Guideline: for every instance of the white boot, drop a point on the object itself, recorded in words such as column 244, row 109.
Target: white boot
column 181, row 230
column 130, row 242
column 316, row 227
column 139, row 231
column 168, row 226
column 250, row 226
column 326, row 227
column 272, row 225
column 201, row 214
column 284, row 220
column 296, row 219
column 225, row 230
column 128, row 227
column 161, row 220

● ● ● ●

## SET PROBLEM
The records above must be repeated exactly, every one of them.

## ANSWER TO THIS PROBLEM
Guideline: for every instance of the white boot, drop a point on the object itself, recorded in words such as column 244, row 109.
Target: white boot
column 181, row 230
column 130, row 242
column 316, row 227
column 139, row 231
column 168, row 226
column 250, row 226
column 326, row 227
column 272, row 225
column 201, row 214
column 284, row 220
column 296, row 219
column 225, row 230
column 128, row 227
column 161, row 220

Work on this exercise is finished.